__OBJECTIF 1__
Selon le texte source ci-dessous, combien de personnes se sont réfugiées en Zomia ?

__TEXTE SOURCE__
____

Depuis deux mille ans, les communautés d'une vaste région
montagneuse d'Asie du Sud-Est refusent obstinément leur
intégration à l'État. Zomia : c'est le nom de cette zone d'insoumission
qui n'apparaît sur aucune carte, où les fugitifs
- environ 100 millions de personnes - se sont réfugiés pour
échapper au contrôle des gouvernements des plaines.
Traités comme des «barbares» par les États qui cherchaient à les
soumettre, ces peuples nomades ont mis en place des stratégies de
résistance parfois surprenantes pour échapper à l'État, synonyme
de travail forcé, d'impôt, de conscription. Privilégiant des modèles
politiques d'auto-organisation comme alternative au Léviathan étatique,
certains sont allés jusqu'à choisir d'abandonner l'écriture pour
éviter l'appropriation de leur mémoire et de leur identité.

____

__DONNÉES AFFICHÉES__
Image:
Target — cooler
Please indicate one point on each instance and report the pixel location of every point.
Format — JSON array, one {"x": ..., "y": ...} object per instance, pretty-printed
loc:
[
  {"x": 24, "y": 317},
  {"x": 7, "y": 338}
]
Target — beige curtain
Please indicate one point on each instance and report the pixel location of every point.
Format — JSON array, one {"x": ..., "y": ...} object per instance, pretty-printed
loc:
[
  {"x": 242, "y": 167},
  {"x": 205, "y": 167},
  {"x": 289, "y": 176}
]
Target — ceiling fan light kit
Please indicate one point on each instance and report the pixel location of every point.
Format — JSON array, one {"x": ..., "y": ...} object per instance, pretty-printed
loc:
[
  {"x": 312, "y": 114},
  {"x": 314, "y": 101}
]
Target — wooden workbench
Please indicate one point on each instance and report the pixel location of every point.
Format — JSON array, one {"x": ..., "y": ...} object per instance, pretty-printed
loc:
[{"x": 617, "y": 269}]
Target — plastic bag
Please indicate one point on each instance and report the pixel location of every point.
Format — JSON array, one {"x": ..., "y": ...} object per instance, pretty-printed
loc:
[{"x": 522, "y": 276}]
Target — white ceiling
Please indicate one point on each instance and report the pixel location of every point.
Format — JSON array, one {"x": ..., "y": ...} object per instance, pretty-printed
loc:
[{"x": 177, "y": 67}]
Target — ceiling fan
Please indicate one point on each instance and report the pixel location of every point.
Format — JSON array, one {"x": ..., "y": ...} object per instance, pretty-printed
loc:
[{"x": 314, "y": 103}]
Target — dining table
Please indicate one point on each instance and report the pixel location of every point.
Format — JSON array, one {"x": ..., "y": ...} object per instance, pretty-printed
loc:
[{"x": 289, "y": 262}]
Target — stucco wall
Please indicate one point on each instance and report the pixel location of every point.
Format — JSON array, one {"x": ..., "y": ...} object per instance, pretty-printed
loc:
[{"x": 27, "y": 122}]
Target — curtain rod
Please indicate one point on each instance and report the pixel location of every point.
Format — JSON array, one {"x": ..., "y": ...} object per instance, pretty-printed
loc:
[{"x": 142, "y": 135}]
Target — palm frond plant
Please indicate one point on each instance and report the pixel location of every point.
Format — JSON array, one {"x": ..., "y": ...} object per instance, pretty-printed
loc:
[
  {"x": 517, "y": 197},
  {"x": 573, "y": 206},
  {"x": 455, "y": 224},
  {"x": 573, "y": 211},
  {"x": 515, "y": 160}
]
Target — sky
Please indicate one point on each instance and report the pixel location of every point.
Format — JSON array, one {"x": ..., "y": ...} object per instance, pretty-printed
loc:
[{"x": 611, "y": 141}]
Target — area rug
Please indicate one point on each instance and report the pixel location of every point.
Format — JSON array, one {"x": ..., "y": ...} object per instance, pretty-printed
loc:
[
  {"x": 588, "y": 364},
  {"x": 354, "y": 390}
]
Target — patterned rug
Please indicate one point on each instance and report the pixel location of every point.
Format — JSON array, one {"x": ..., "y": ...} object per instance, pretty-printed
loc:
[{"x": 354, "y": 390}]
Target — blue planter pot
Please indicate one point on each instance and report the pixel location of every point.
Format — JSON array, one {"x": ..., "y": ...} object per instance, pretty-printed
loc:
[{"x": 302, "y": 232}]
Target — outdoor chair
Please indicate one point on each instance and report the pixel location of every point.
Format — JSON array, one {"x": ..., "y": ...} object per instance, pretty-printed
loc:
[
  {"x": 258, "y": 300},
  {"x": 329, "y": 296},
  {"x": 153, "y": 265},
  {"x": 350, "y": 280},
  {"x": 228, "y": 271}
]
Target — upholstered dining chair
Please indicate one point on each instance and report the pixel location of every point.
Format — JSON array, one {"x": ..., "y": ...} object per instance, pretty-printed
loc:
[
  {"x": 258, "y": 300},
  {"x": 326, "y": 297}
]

____

__OBJECTIF 2__
Extrayez de la liste ci-dessus les lignes allant de celle qui contient « Target — palm frond plant » jusqu'à la fin de la liste, ces deux bornes comprises, et recopiez-les sans la moindre modification.

__RÉPONSE 1__
Environ 100 millions de personnes.

__RÉPONSE 2__
Target — palm frond plant
Please indicate one point on each instance and report the pixel location of every point.
Format — JSON array, one {"x": ..., "y": ...} object per instance, pretty-printed
loc:
[
  {"x": 517, "y": 197},
  {"x": 573, "y": 206},
  {"x": 455, "y": 224},
  {"x": 573, "y": 211},
  {"x": 515, "y": 160}
]
Target — sky
Please indicate one point on each instance and report the pixel location of every point.
Format — JSON array, one {"x": ..., "y": ...} object per instance, pretty-printed
loc:
[{"x": 611, "y": 141}]
Target — area rug
Please indicate one point on each instance and report the pixel location of every point.
Format — JSON array, one {"x": ..., "y": ...} object per instance, pretty-printed
loc:
[
  {"x": 588, "y": 364},
  {"x": 354, "y": 390}
]
Target — patterned rug
Please indicate one point on each instance and report the pixel location of every point.
Format — JSON array, one {"x": ..., "y": ...} object per instance, pretty-printed
loc:
[{"x": 354, "y": 390}]
Target — blue planter pot
Please indicate one point on each instance and report the pixel location of every point.
Format — JSON array, one {"x": ..., "y": ...} object per instance, pretty-printed
loc:
[{"x": 302, "y": 232}]
Target — outdoor chair
Please indicate one point on each instance and report the pixel location of every point.
Format — JSON array, one {"x": ..., "y": ...} object per instance, pretty-printed
loc:
[
  {"x": 258, "y": 300},
  {"x": 329, "y": 296},
  {"x": 153, "y": 265},
  {"x": 350, "y": 280},
  {"x": 228, "y": 271}
]
Target — upholstered dining chair
Please indicate one point on each instance and report the pixel location of every point.
Format — JSON array, one {"x": ..., "y": ...} object per instance, pretty-printed
loc:
[
  {"x": 258, "y": 300},
  {"x": 326, "y": 297}
]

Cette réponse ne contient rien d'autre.